:: WHAT THE TASK ASKS ::
Print every entry below again exactly as written, skipping the pictures.

:: Collected data ::

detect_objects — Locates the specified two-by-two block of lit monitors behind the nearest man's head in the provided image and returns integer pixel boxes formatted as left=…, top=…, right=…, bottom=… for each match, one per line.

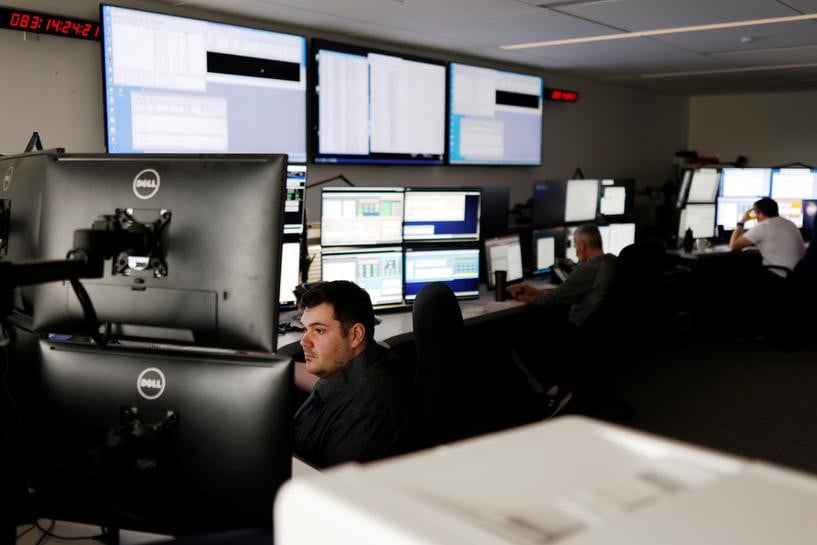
left=321, top=188, right=481, bottom=308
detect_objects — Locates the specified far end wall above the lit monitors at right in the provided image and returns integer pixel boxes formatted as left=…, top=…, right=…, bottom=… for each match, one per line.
left=689, top=91, right=817, bottom=166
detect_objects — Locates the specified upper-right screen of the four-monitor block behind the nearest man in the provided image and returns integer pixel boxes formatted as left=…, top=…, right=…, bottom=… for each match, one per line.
left=403, top=187, right=480, bottom=242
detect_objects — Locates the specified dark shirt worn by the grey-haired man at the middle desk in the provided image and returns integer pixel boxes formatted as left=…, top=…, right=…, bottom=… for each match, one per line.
left=534, top=254, right=616, bottom=329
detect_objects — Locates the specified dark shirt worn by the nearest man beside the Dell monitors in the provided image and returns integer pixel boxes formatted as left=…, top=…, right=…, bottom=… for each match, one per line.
left=295, top=342, right=409, bottom=467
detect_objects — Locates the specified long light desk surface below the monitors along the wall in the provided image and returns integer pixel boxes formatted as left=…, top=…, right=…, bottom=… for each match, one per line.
left=278, top=279, right=555, bottom=355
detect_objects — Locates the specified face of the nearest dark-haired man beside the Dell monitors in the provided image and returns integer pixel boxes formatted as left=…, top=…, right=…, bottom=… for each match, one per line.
left=301, top=303, right=363, bottom=378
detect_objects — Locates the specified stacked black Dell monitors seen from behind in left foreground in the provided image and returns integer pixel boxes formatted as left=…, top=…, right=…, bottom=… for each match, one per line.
left=0, top=151, right=293, bottom=533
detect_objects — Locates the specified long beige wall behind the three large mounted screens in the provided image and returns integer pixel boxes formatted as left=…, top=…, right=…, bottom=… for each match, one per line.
left=0, top=0, right=688, bottom=218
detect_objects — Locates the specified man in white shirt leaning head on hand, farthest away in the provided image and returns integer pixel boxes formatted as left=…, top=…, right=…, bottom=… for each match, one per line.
left=729, top=197, right=805, bottom=278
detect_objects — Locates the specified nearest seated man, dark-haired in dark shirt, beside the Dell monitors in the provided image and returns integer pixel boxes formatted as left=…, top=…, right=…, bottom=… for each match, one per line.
left=294, top=281, right=409, bottom=467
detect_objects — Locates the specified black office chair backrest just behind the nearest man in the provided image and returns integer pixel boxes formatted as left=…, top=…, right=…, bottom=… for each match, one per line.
left=412, top=282, right=465, bottom=448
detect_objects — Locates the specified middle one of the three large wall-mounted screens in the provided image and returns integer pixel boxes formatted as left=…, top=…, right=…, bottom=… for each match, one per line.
left=312, top=40, right=445, bottom=165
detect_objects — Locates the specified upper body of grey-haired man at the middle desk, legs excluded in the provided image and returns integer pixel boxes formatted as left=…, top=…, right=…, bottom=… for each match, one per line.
left=508, top=224, right=616, bottom=331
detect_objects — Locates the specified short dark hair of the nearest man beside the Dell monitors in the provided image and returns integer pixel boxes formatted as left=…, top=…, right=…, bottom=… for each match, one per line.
left=299, top=280, right=374, bottom=341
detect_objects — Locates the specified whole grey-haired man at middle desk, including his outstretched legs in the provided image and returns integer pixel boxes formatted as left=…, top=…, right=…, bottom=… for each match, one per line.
left=508, top=224, right=617, bottom=415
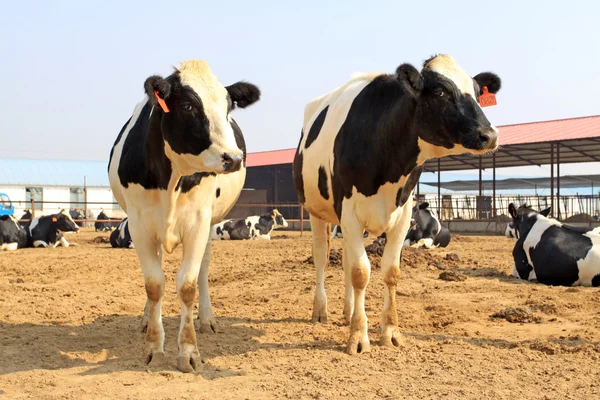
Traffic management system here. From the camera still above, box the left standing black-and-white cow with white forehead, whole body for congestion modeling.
[108,60,260,372]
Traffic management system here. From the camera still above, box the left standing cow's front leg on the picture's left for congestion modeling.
[130,223,165,366]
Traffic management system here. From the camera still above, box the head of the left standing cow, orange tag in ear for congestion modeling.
[144,60,260,175]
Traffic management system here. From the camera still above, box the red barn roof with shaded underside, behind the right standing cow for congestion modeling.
[247,115,600,172]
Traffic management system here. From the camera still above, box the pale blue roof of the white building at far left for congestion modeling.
[0,158,110,187]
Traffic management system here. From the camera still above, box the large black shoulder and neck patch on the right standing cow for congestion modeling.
[331,75,419,218]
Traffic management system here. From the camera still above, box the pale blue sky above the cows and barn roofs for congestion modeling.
[0,0,600,189]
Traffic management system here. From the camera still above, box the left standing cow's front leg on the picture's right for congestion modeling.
[177,210,211,372]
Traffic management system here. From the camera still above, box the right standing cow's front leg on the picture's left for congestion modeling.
[341,212,371,354]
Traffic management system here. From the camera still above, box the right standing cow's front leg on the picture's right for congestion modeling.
[379,202,411,347]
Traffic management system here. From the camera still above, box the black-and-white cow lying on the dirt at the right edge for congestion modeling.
[508,203,600,287]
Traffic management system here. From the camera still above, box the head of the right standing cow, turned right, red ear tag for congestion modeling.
[396,55,501,158]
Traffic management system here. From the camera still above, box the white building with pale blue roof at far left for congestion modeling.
[0,158,125,218]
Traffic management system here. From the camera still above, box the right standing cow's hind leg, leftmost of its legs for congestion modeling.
[310,215,331,323]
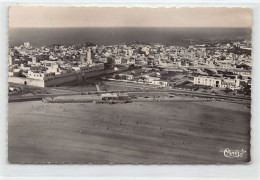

:: FINISHED TASK ::
detect_objects — Locates the specified two-by-two block of lit monitors behind the nearest man's head in the provided image and returns integer pixel boxes formatted as left=…, top=…, right=…, bottom=… for each match, one per line.

left=321, top=188, right=481, bottom=308
detect_objects — Locates the specified far end wall above the lit monitors at right in the provided image and returns integer pixel boxes formatted as left=…, top=…, right=…, bottom=… for each match, one per line.
left=689, top=91, right=817, bottom=166
detect_objects — Locates the specified upper-right screen of the four-monitor block behind the nearest man in the provided image and returns integer pixel boxes formatted as left=…, top=…, right=…, bottom=… for each match, one per line.
left=403, top=187, right=480, bottom=242
detect_objects — Locates the specified dark shirt worn by the grey-haired man at the middle desk in the provided image and returns integer pixel boxes formatted as left=…, top=…, right=…, bottom=… for each match, one per line.
left=534, top=254, right=616, bottom=329
detect_objects — Locates the specified dark shirt worn by the nearest man beside the Dell monitors in the provided image and returns integer pixel boxes formatted as left=…, top=…, right=…, bottom=… for each match, one per line.
left=295, top=342, right=409, bottom=467
detect_objects — Locates the specified long light desk surface below the monitors along the wall in the provided image and returns integer pixel boxes formatted as left=…, top=…, right=…, bottom=… for each match, one per line.
left=278, top=279, right=555, bottom=355
detect_objects — Locates the specified face of the nearest dark-haired man beside the Dell monitors in the provided image and returns integer pixel boxes formatted as left=…, top=…, right=…, bottom=… for each match, one per line.
left=301, top=303, right=363, bottom=378
detect_objects — Locates the specified stacked black Dell monitors seen from behind in left foreground in the provided image and returns integer pixel boxes formatted as left=…, top=…, right=…, bottom=… for each match, one per line.
left=0, top=151, right=293, bottom=533
detect_objects — Locates the specified long beige wall behind the three large mounted screens in the provided image and returns integer pixel boxes formatted as left=…, top=…, right=…, bottom=… for each match, one per line.
left=0, top=0, right=688, bottom=218
detect_objects — Locates the specified man in white shirt leaning head on hand, farthest away in the provided image and returns integer pixel boxes formatted as left=…, top=…, right=…, bottom=… for each match, one per line.
left=729, top=197, right=805, bottom=278
detect_objects — Locates the specified nearest seated man, dark-haired in dark shirt, beside the Dell monitors in the provided image and returns integer pixel boxes formatted as left=…, top=…, right=…, bottom=… for each match, one per line.
left=294, top=281, right=409, bottom=467
detect_objects — Locates the specified black office chair backrest just behind the nearest man in the provided image and returns integer pixel boxes formatted as left=…, top=…, right=…, bottom=… for each match, one per line.
left=412, top=282, right=465, bottom=448
detect_objects — Locates the specified middle one of the three large wall-mounted screens in the provided image and returns integer pixel boxes formatted as left=…, top=…, right=…, bottom=… for each match, one per line.
left=312, top=40, right=445, bottom=165
detect_objects — Locates the specified upper body of grey-haired man at the middle desk, legs excluded in the provided image and returns integer pixel boxes formatted as left=…, top=…, right=…, bottom=… for each match, one per line.
left=508, top=224, right=616, bottom=331
detect_objects — Locates the specified short dark hair of the nearest man beside the Dell monitors in the provided image and returns integer pixel boxes formatted as left=…, top=…, right=…, bottom=… for each match, one per line.
left=299, top=280, right=374, bottom=341
detect_objects — Locates the specified whole grey-haired man at middle desk, including his outstretched legs in the provided image and returns integer pixel boxes formatted as left=…, top=…, right=…, bottom=… for each match, one per line.
left=508, top=224, right=617, bottom=415
Traffic management system here. From the camera still above, box the left standing black-and-white cow with white forehead, whole body for congestion modeling.
[108,60,260,372]
Traffic management system here. From the camera still above, box the left standing cow's front leg on the picture's left for congestion modeling.
[130,223,165,366]
Traffic management system here. From the camera still above, box the head of the left standing cow, orange tag in ear for congestion modeling.
[144,60,260,175]
Traffic management system here. From the camera still above, box the red barn roof with shaded underside, behind the right standing cow for congestion modeling.
[247,115,600,172]
Traffic management system here. From the camera still above, box the pale blue roof of the white building at far left for congestion modeling.
[0,158,110,187]
Traffic management system here. From the camera still above, box the large black shoulder and neck patch on the right standing cow for congestion modeling.
[331,75,419,218]
Traffic management system here. From the camera still above, box the pale blue sky above the cows and barn roofs for congestion modeling.
[0,0,600,189]
Traffic management system here. From the camera still above, box the left standing cow's front leg on the picture's right for congestion modeling.
[177,210,211,372]
Traffic management system here. From the camera still above, box the right standing cow's front leg on the picture's left for congestion modeling.
[341,212,371,354]
Traffic management system here. From the camera still above, box the right standing cow's front leg on the picture's right for congestion modeling.
[379,202,411,347]
Traffic management system here. From the camera still above, box the black-and-white cow lying on the dirt at the right edge for congestion modeling.
[508,203,600,287]
Traffic management system here. From the camera still above, box the head of the right standing cow, turned right, red ear tag for congestion modeling.
[396,55,501,158]
Traffic management system here. From the camera still above, box the white building with pale blue roof at far left for congestion modeling.
[0,158,125,218]
Traffic management system here. From the camera still above, box the right standing cow's hind leg, leftmost of its legs for congestion modeling.
[310,215,331,323]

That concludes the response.